EXPLORE O MATERIAL —
**1)** Atualize o trecho selecionado: reescreva tudo desde "Uma vez conquistado" até "para a sociedade.", substituindo "sistematizar" por "organizar".
**2)** Indique se cada afirmação concorda com o trecho selecionado, respondendo sim ou não e citando as palavras do trecho que decidem a questão: (a) na saúde pública, propor novas intervenções em saúde leva em média três anos; (b) o dia de trabalho do pesquisador começa tarde; (c) toda pesquisa com potencial de melhorar a vida das pessoas consegue financiamento.

TRECHO SELECIONADO —

:::

Mas o artigo científico é a atividade-fim, é a ponta do iceberg. O trabalho inicia na formulação do projeto de pesquisa, na inovação da ideia do que ainda é necessário preencher, da lacuna do conhecimento. Depois, vem a longa batalha para conseguir financiar essa ideia. E cabe ressaltar que muitas pesquisas acabam não saindo do papel por falta de financiamento, mesmo com o potencial de melhorar a vida das pessoas.

Uma vez conquistado o financiamento, quase sempre em uma disputa muito acirrada entre os pesquisadores com igual capacidade, vem a difícil parte de executar o projeto. O que significa cumprir algumas etapas que podem demorar anos, como, por exemplo, ir a campo, entrevistar pessoas, sistematizar os dados, recomendar novas estratégias, novos medicamentos e novas formas de prevenção. Em média, na saúde pública, propor novas intervenções em saúde demora três anos. Depois disso, é que os artigos são publicados. E o iceberg do imenso trabalho aparece para a sociedade.

O pesquisador é um trabalhador, como tantos outros. A pesquisa deve ser encarada a sério, como o ofício que é. O dia começa cedo, com muita leitura de outros artigos. Precisamos saber o que os outros estão produzindo e como está o avanço do conhecimento. A seguir, há horas e horas organizando uma imensa equipe, alunos de iniciação cientifica, mestrado e doutorado.

Checar as tarefas, escrever e avaliar as atividades realizadas. O dia termina após longas horas de estudo, pesquisa e análise de dados. Uma tarefa muitas vezes solitária e que demanda muita atenção e concentração para que não sejam cometidos erros que possam comprometer o trabalho.

:::

Dados de origem:
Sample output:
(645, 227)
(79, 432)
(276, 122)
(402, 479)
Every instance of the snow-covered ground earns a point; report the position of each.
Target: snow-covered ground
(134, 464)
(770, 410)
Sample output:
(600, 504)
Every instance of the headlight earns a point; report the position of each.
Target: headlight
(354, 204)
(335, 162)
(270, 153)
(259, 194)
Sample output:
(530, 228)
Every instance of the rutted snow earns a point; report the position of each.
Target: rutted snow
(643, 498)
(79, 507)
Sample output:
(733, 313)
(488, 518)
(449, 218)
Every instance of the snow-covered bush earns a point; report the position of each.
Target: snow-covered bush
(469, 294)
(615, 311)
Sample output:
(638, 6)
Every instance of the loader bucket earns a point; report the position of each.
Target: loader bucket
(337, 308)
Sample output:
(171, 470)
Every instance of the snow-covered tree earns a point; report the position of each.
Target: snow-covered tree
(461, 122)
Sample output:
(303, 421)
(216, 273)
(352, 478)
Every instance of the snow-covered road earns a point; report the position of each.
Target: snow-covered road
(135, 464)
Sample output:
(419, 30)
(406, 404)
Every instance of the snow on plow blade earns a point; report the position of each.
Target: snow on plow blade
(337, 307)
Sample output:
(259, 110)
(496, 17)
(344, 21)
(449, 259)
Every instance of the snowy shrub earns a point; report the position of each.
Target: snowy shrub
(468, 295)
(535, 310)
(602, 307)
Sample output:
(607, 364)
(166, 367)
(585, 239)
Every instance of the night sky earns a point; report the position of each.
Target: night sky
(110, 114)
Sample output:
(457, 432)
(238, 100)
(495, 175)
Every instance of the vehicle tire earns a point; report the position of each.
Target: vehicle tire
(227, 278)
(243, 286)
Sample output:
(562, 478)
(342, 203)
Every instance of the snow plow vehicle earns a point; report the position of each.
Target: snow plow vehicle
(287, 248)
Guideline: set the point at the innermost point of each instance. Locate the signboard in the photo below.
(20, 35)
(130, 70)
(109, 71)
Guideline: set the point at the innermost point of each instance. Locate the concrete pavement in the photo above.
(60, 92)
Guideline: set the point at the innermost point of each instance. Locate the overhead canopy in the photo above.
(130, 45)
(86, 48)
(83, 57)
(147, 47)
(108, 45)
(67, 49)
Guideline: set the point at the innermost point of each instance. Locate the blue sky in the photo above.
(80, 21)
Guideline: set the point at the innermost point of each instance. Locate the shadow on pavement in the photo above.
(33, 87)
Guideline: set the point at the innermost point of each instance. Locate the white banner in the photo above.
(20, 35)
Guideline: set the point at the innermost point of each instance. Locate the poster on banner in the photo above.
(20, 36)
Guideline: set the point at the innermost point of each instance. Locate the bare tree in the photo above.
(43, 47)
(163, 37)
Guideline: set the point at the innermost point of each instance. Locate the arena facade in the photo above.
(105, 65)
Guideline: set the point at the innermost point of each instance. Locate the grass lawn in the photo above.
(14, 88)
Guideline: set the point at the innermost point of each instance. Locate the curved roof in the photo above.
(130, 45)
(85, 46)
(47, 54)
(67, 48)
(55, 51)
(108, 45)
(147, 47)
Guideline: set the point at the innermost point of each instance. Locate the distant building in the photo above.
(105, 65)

:::

RESPOSTAS DAS TAREFAS —
**1)**
Uma vez conquistado o financiamento, quase sempre em uma disputa muito acirrada entre os pesquisadores com igual capacidade, vem a difícil parte de executar o projeto. O que significa cumprir algumas etapas que podem demorar anos, como, por exemplo, ir a campo, entrevistar pessoas, organizar os dados, recomendar novas estratégias, novos medicamentos e novas formas de prevenção. Em média, na saúde pública, propor novas intervenções em saúde demora três anos. Depois disso, é que os artigos são publicados. E o iceberg do imenso trabalho aparece para a sociedade.

**2)**
(a) Sim: "Em média, na saúde pública, propor novas intervenções em saúde demora três anos."
(b) Não: "O dia começa cedo, com muita leitura de outros artigos."
(c) Não: "muitas pesquisas acabam não saindo do papel por falta de financiamento, mesmo com o potencial de melhorar a vida das pessoas."